(Stored records)
——————————

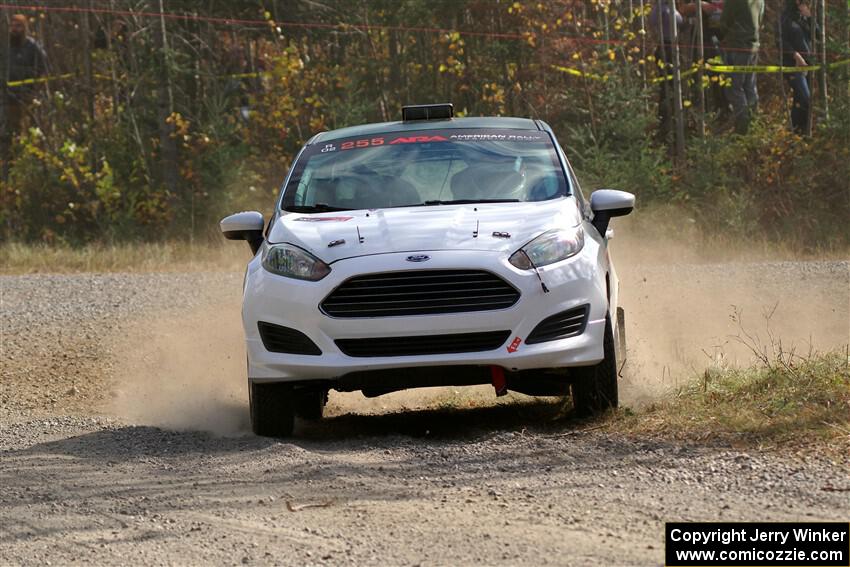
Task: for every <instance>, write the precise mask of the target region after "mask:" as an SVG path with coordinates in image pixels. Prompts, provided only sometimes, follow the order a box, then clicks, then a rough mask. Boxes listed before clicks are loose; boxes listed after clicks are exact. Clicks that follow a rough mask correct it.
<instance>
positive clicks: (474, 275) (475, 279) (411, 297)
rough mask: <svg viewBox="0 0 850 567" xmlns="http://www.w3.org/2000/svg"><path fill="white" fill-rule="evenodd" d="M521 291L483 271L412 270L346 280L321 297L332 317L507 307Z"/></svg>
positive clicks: (512, 301) (360, 276) (377, 314)
mask: <svg viewBox="0 0 850 567" xmlns="http://www.w3.org/2000/svg"><path fill="white" fill-rule="evenodd" d="M517 301H519V292H518V291H517V290H516V289H515V288H514V287H513V286H511V285H510V284H509V283H507V282H506V281H505V280H503V279H502V278H500V277H498V276H496V275H494V274H491V273H490V272H484V271H481V270H415V271H409V272H388V273H384V274H369V275H365V276H357V277H354V278H351V279H349V280H346V281H345V282H343V284H342V285H341V286H339V287H338V288H336V289H335V290H334V291H333V292H332V293H331V294H330V295H329V296H327V297H326V298H325V300H324V301H323V302H322V310H323V311H324V312H325V313H326V314H328V315H330V316H331V317H392V316H399V315H440V314H444V313H465V312H469V311H490V310H493V309H505V308H508V307H510V306H512V305H513V304H515V303H516V302H517Z"/></svg>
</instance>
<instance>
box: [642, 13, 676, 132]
mask: <svg viewBox="0 0 850 567" xmlns="http://www.w3.org/2000/svg"><path fill="white" fill-rule="evenodd" d="M673 18H675V20H676V25H677V26H681V25H682V22H683V20H682V15H681V14H680V13H679V11H678V10H673V9H671V7H670V5H669V4H668V2H667V1H666V0H663V1H661V0H659V1H657V2H656V3H655V5H654V6H653V8H652V12H650V14H649V25H650V29H651V30H652V33H653V35H654V36H656V40H657V41H658V47H657V48H656V50H655V59H656V61H657V62H658V65H659V68H660V70H661V71H662V75H663V76H670V75H671V74H672V72H673ZM672 105H673V86H672V81H670V80H667V79H665V80H662V81H659V83H658V140H659V141H660V142H665V141H666V140H667V138H668V137H669V135H670V134H671V133H672V132H673V117H672Z"/></svg>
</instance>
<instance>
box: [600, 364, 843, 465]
mask: <svg viewBox="0 0 850 567" xmlns="http://www.w3.org/2000/svg"><path fill="white" fill-rule="evenodd" d="M612 427H614V428H615V429H618V430H622V431H626V432H629V433H635V434H642V435H646V434H649V435H658V436H663V437H669V436H672V437H674V438H682V439H694V440H712V439H713V440H722V441H729V442H732V443H735V442H742V443H745V444H756V445H761V446H776V445H780V444H789V445H792V446H803V445H805V444H810V443H815V444H816V445H817V446H818V447H821V448H823V447H825V446H830V447H832V448H834V449H836V450H839V451H843V452H844V454H847V453H846V452H847V450H848V449H850V358H848V353H847V351H846V350H845V351H843V352H830V353H825V354H813V355H811V356H808V357H804V358H801V357H788V356H785V357H784V358H783V357H777V358H774V359H769V360H767V361H763V362H762V363H760V364H759V365H758V366H755V367H752V368H747V369H734V368H731V369H716V370H706V371H705V373H704V374H703V376H701V377H700V378H698V379H695V380H693V381H692V382H690V383H689V384H687V385H686V386H684V387H681V388H679V389H678V390H676V391H674V392H672V393H671V394H670V395H668V396H667V397H665V398H663V399H662V400H660V401H658V402H655V403H653V404H652V405H650V406H648V407H647V408H644V409H643V410H641V411H638V412H621V413H620V414H619V415H618V416H617V417H615V418H614V421H613V422H612Z"/></svg>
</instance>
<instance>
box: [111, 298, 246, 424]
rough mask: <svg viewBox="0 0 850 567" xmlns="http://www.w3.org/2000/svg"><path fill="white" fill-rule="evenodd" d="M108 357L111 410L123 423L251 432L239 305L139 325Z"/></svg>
mask: <svg viewBox="0 0 850 567" xmlns="http://www.w3.org/2000/svg"><path fill="white" fill-rule="evenodd" d="M113 350H114V352H115V353H116V356H115V362H114V365H113V367H114V376H113V379H114V382H115V386H114V397H113V400H112V404H111V408H110V409H111V411H112V412H114V413H115V414H116V415H118V416H120V417H121V418H122V419H124V420H126V421H128V422H131V423H134V424H138V425H153V426H157V427H163V428H167V429H177V430H200V431H208V432H210V433H213V434H216V435H239V434H242V433H247V432H248V431H249V426H248V413H247V411H246V410H247V405H248V394H247V386H246V379H245V347H244V343H243V334H242V322H241V319H240V309H239V303H238V302H228V303H223V304H215V305H210V306H208V307H204V308H203V309H197V310H194V311H191V312H189V313H187V314H183V315H180V316H175V315H173V314H171V315H169V314H163V313H158V314H156V315H155V316H154V317H151V318H149V319H146V320H144V321H137V322H136V323H135V324H133V325H132V326H129V327H128V328H127V329H125V331H124V336H123V337H122V338H121V339H119V340H118V344H117V345H115V347H113Z"/></svg>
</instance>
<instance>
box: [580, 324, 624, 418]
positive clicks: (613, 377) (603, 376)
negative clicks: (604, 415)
mask: <svg viewBox="0 0 850 567" xmlns="http://www.w3.org/2000/svg"><path fill="white" fill-rule="evenodd" d="M602 344H603V350H604V352H605V358H604V359H602V361H601V362H599V363H598V364H596V365H594V366H582V367H578V368H573V369H572V375H573V380H572V392H573V407H575V410H576V413H577V414H578V415H580V416H582V417H587V416H591V415H595V414H597V413H600V412H603V411H605V410H607V409H610V408H616V407H617V406H618V405H619V398H618V391H617V355H616V352H615V350H616V347H615V345H614V333H613V330H612V329H611V318H610V317H606V318H605V337H604V339H603V343H602Z"/></svg>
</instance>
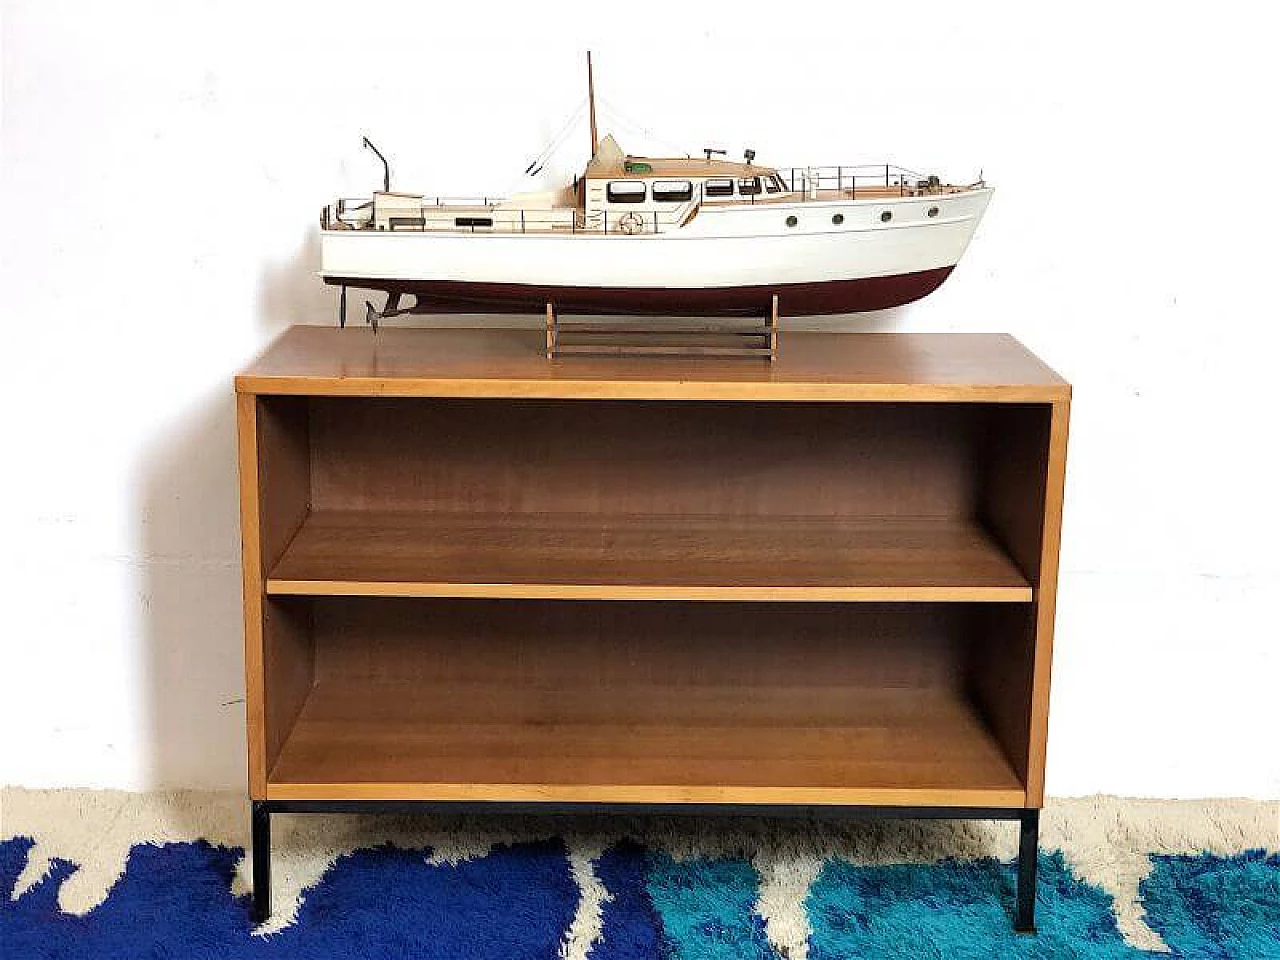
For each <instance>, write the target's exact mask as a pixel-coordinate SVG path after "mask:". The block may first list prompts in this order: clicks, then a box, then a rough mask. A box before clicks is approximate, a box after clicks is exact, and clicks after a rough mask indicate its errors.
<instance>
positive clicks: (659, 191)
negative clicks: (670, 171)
mask: <svg viewBox="0 0 1280 960" xmlns="http://www.w3.org/2000/svg"><path fill="white" fill-rule="evenodd" d="M653 198H654V201H655V202H658V204H681V202H684V201H686V200H692V198H694V184H692V183H690V182H689V180H657V182H655V183H654V184H653Z"/></svg>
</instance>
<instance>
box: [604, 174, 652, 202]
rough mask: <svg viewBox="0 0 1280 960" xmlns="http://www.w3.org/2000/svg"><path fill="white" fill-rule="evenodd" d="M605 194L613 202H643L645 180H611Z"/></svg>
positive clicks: (644, 194) (644, 186)
mask: <svg viewBox="0 0 1280 960" xmlns="http://www.w3.org/2000/svg"><path fill="white" fill-rule="evenodd" d="M604 195H605V197H608V201H609V202H611V204H643V202H644V197H645V186H644V180H609V186H608V188H607V189H605V191H604Z"/></svg>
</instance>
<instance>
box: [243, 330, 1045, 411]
mask: <svg viewBox="0 0 1280 960" xmlns="http://www.w3.org/2000/svg"><path fill="white" fill-rule="evenodd" d="M783 308H785V307H783ZM545 353H547V337H545V333H544V332H540V330H503V329H494V328H490V329H484V330H422V329H383V330H380V332H379V333H378V334H372V333H371V332H369V330H364V329H355V328H351V329H344V330H343V329H338V328H326V326H294V328H291V329H289V330H287V332H285V333H284V334H283V335H282V337H280V339H278V340H276V342H275V343H274V344H273V346H271V347H270V348H269V349H268V351H266V353H264V355H262V356H261V357H260V358H259V360H257V361H255V362H253V364H252V365H251V366H250V367H248V369H247V370H244V371H243V372H242V374H241V375H239V376H238V378H237V381H236V385H237V389H238V390H241V392H242V393H264V394H265V393H279V394H305V396H348V397H493V398H521V397H524V398H566V399H573V398H593V397H594V398H618V399H776V401H806V399H808V401H979V402H980V401H1004V402H1018V401H1032V402H1036V401H1039V402H1043V401H1051V399H1055V398H1060V397H1061V396H1062V393H1064V390H1065V387H1066V384H1065V381H1064V380H1062V379H1061V378H1059V376H1057V374H1055V372H1053V371H1052V370H1050V369H1048V367H1047V366H1044V365H1043V364H1042V362H1041V361H1039V360H1037V358H1036V357H1034V356H1033V355H1032V353H1029V352H1028V351H1027V349H1025V348H1024V347H1023V346H1021V344H1019V343H1018V342H1016V340H1015V339H1012V338H1011V337H1007V335H1002V334H915V333H908V334H820V333H796V332H785V333H782V334H781V335H780V337H778V351H777V357H776V360H774V361H773V362H772V364H769V362H765V361H755V362H753V361H750V360H748V361H742V360H732V358H727V360H716V358H696V360H695V358H673V360H672V358H666V360H659V358H648V360H636V358H621V360H620V358H598V357H591V358H586V357H571V358H564V360H556V361H549V360H548V358H547V356H545Z"/></svg>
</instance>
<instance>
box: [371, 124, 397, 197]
mask: <svg viewBox="0 0 1280 960" xmlns="http://www.w3.org/2000/svg"><path fill="white" fill-rule="evenodd" d="M365 146H366V147H369V148H370V150H372V151H374V152H375V154H378V159H379V160H381V161H383V193H390V192H392V165H390V164H389V163H387V157H385V156H383V151H381V150H379V148H378V147H375V146H374V145H372V143H371V142H370V140H369V137H365Z"/></svg>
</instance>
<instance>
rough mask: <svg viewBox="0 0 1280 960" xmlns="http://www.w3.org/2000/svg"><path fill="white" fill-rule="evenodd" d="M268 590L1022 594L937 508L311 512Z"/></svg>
mask: <svg viewBox="0 0 1280 960" xmlns="http://www.w3.org/2000/svg"><path fill="white" fill-rule="evenodd" d="M268 593H270V594H302V595H348V596H360V595H365V596H493V598H559V599H573V598H576V599H671V600H714V599H741V600H933V602H940V600H986V602H1027V600H1030V599H1032V590H1030V586H1029V585H1028V584H1027V580H1025V579H1024V577H1023V575H1021V573H1020V572H1019V570H1018V567H1016V566H1014V563H1012V562H1011V561H1010V559H1009V557H1007V556H1005V553H1004V552H1002V549H1001V548H1000V547H998V545H996V544H995V543H993V541H992V540H991V538H989V536H987V535H986V534H984V532H983V531H982V529H980V527H978V526H977V525H975V524H973V522H969V521H963V520H951V518H946V517H924V518H906V517H874V518H841V517H672V516H591V515H529V513H506V515H490V513H444V515H439V513H406V512H390V513H388V512H366V511H335V512H316V513H312V515H311V516H310V517H307V520H306V521H305V522H303V524H302V527H301V530H300V531H298V534H297V536H294V539H293V541H292V543H291V544H289V548H288V550H287V552H285V554H284V557H283V558H282V559H280V562H279V563H278V564H276V566H275V568H274V570H273V571H271V573H270V579H269V580H268Z"/></svg>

——————————

Line count for the word "write": tally the lines in the records that include it and give only the result.

### Exercise output
2